- Instruction:
Render every line of the records below as a numbered list, omitting blank lines. Exclude the pictures from the answer.

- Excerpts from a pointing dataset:

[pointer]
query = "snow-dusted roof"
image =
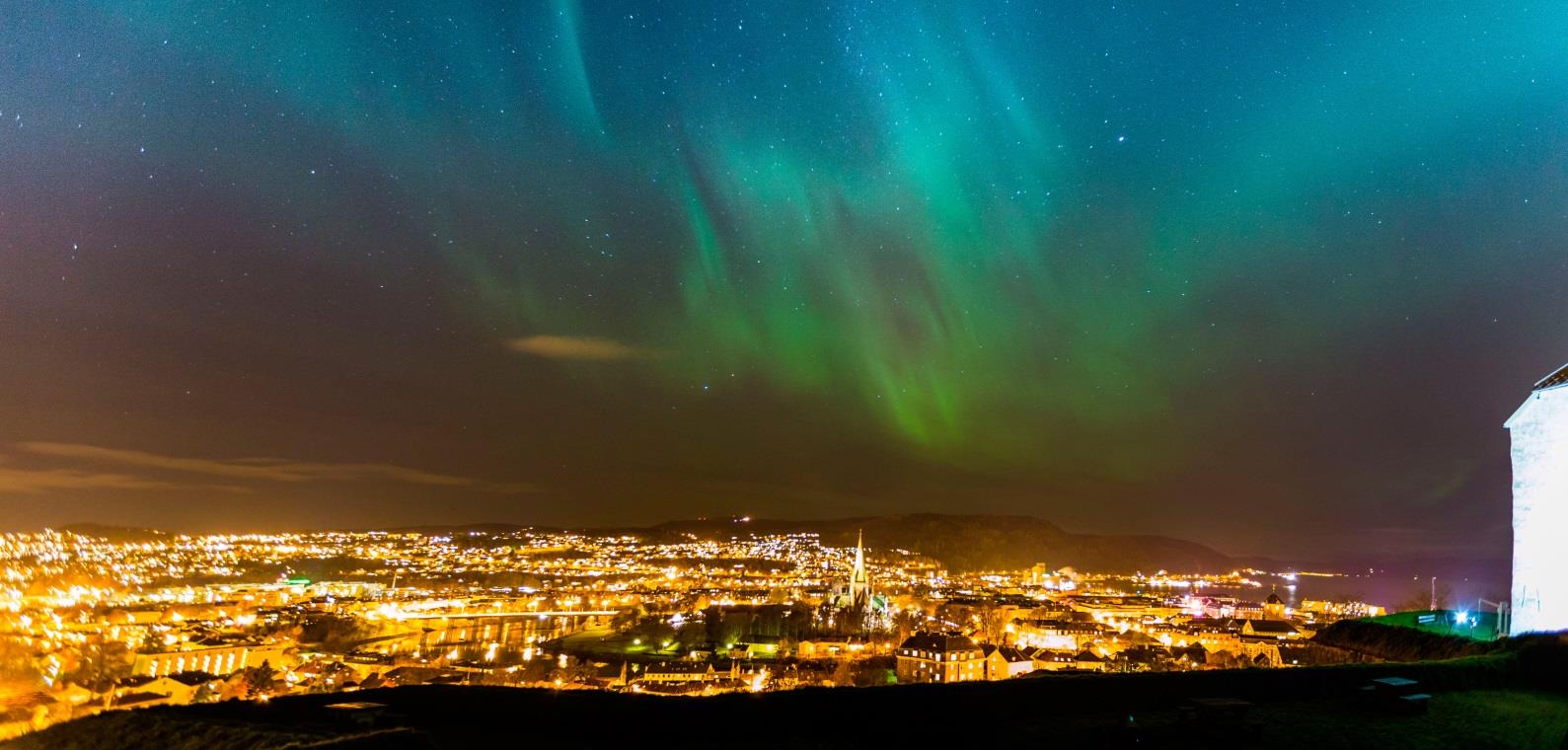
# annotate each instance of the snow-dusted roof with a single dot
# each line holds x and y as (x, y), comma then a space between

- Output of the task:
1. [pointer]
2. query = "snow-dusted roof"
3. image =
4. # annotate each instance of the snow-dusted roof with a single dot
5. # each line holds x and y as (x, y), comma then a space between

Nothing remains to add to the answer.